__Task statement__.
Reproduce every line of the listing below without altering a single character.
--- START ---
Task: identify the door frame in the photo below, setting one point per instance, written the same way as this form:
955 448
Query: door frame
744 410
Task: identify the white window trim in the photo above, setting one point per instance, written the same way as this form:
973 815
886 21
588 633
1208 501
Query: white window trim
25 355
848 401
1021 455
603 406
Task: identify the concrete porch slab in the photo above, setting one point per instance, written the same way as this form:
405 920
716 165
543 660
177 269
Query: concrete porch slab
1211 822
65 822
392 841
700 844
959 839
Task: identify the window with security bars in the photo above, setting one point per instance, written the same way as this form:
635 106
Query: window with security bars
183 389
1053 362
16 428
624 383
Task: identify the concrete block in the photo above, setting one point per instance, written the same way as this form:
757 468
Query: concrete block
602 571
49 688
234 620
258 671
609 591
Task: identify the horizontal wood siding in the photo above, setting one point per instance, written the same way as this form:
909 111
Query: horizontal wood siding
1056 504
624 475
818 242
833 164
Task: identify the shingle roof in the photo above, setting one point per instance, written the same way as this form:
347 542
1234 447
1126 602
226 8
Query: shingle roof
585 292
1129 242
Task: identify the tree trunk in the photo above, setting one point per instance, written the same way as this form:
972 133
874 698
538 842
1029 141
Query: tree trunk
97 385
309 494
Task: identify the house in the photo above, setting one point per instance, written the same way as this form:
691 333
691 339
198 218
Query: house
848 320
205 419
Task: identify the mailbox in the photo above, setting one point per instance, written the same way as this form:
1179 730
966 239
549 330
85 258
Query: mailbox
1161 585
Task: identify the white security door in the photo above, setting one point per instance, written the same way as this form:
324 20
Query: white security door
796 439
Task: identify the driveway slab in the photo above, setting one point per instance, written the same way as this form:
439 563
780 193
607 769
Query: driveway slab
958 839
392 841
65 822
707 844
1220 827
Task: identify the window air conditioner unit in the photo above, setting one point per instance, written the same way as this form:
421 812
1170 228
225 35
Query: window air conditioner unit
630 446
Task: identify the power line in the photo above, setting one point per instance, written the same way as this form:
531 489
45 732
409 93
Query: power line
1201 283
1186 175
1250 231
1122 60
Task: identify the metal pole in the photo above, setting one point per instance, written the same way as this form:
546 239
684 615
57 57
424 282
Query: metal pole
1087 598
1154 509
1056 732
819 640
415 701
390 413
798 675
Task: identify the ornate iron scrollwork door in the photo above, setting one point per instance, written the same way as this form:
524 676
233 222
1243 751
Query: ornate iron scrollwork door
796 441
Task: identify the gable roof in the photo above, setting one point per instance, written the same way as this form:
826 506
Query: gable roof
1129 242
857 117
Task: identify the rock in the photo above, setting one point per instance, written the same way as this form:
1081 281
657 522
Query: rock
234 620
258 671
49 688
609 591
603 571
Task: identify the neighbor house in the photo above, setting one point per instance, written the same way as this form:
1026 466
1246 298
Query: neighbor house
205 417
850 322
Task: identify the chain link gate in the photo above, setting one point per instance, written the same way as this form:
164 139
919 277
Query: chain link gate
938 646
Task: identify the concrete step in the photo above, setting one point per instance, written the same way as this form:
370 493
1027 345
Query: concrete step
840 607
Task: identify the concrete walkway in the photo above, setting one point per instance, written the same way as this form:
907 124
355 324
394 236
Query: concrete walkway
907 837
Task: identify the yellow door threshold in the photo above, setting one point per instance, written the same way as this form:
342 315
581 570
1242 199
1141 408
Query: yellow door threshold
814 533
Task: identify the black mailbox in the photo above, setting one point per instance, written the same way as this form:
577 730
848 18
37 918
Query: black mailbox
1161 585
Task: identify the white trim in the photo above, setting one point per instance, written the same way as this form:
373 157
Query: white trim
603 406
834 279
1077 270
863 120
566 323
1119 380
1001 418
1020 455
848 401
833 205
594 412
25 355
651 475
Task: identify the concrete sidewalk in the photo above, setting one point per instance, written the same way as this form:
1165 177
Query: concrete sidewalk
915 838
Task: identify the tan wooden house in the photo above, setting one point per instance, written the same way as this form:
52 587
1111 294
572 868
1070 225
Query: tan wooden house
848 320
--- END ---
__Exercise answer__.
Task: identify the door frame in the photo below, setting one point per instance, written the same way as this form:
955 448
Query: door frame
744 410
Task: identify the white window trim in the photo above, setting one point per instance, written the same way as this form:
973 815
886 21
588 633
1208 501
Query: white window trim
25 355
848 401
1021 455
603 406
Task: identify the concrete porch slab in the photo above, setting one point per instance, written the same way as this form:
405 920
716 165
543 660
177 269
Query: concrete porch slab
1211 822
65 822
392 841
700 844
959 839
Task: identify the window with security bars in the photo above, setting one point per instance, written the same way as this form:
635 106
Query: window with security bars
183 389
1053 362
16 428
624 383
Task: identify the concrete block in the photo above, setting one point per instance, written the same way as this form:
757 468
Query: concrete block
602 571
49 688
234 620
258 671
609 591
Task: identify the horizontal wood siding in the photo above, setting one point per instance, written the same way as this form:
909 111
Query: horizontal wood siding
1056 504
624 475
818 242
833 164
Task: identify the shingle roof in the photo above, setting one point per instance, written the same way as this form:
347 542
1234 447
1126 602
226 8
Query: shingle roof
585 292
1129 242
Task: identify the tree trunk in the photo above, setting one point per instance, written the same way as this form:
972 133
874 698
538 842
1029 141
Query: tree trunk
97 385
309 494
Task: identify the house in the photo above, setting one point per instance, written the same way as this form:
691 333
691 339
198 218
Query: house
848 320
205 419
Task: identify the mailbox in the photo above, setting one point per instance, written the same way as this form:
1179 730
966 239
549 330
85 258
Query: mailbox
1161 585
Task: identify the white security door in the photo above, setting one point per instance, written the same way as this form:
324 20
Query: white security door
796 439
Task: identify the driveway slab in the photo above, setting one point per instance, written the same way as this form:
439 563
780 193
607 769
Query: driveway slab
958 839
392 841
65 822
707 844
1220 827
Task: identify the window air conditioner unit in the photo above, setting one point per instance, written the same way as this form:
421 812
1170 228
225 35
Query: window air conditioner unit
630 446
Task: identify the power line in the photo above, setting one point per instance, written the same way as this form:
531 489
45 732
409 93
Query: power line
1201 283
1186 175
1250 231
1122 60
Task: identify the metal pole in the photo above, setting one point per instance, written the same way as this form:
546 239
684 615
57 57
424 282
Query: metal pole
1087 598
1154 509
1056 732
819 640
415 701
390 413
798 675
Task: identify the ornate iron scrollwork door in the photo above, setting one point per instance, written the same way as this form:
524 676
233 222
1243 751
Query: ornate iron scrollwork door
796 441
Task: identify the gable roof in the photo above, setting one point per instance, written the same way as this form:
826 506
Query: gable roof
1129 242
857 117
Task: identify the rock in the photo above, setting one point per instance, written the same way as this form:
1081 281
657 522
Query: rock
234 620
258 671
49 688
609 591
603 571
Task: identify the neighbor house in the photo above, setting one point per instance, written the same way as this form:
1026 466
1246 298
Query: neighbor house
205 417
850 322
Task: identify the chain link gate in the photo above, setting one point per instance, written the same way as this form:
164 139
919 277
Query: chain link gate
938 646
Task: identify the concrete step in the photo above, setting one point per instance, written the same way as this form:
370 493
1027 345
Query: concrete step
840 607
Task: identify the concrete walkway in the photo above, setting one point per instance, written the same way as this form:
907 124
355 324
394 236
Query: concrete walkway
907 837
Task: identify the yellow door threshold in the photo above, setting one point per instance, written the same way as this form:
342 315
581 570
1242 199
1141 408
Query: yellow door threshold
814 533
Task: identify the black mailbox in the photo above, setting one point per instance, written the same way as this form:
577 730
848 18
37 918
Query: black mailbox
1161 585
Task: identify the white trim in the photo above, setting one point per instance, written the same way as this form:
373 157
Query: white trim
603 406
834 279
1077 270
863 120
566 323
1119 380
1001 418
1020 455
848 401
833 205
594 412
25 355
651 475
Task: identify the concrete sidewalk in the photo above, setting one point per instance, written the same way as this form:
1165 177
Query: concrete sidewalk
915 838
Task: identify the tan wooden house in the photo above, setting one point per instance, written the same way as this form:
52 587
1111 294
572 868
1070 225
Query: tan wooden house
848 320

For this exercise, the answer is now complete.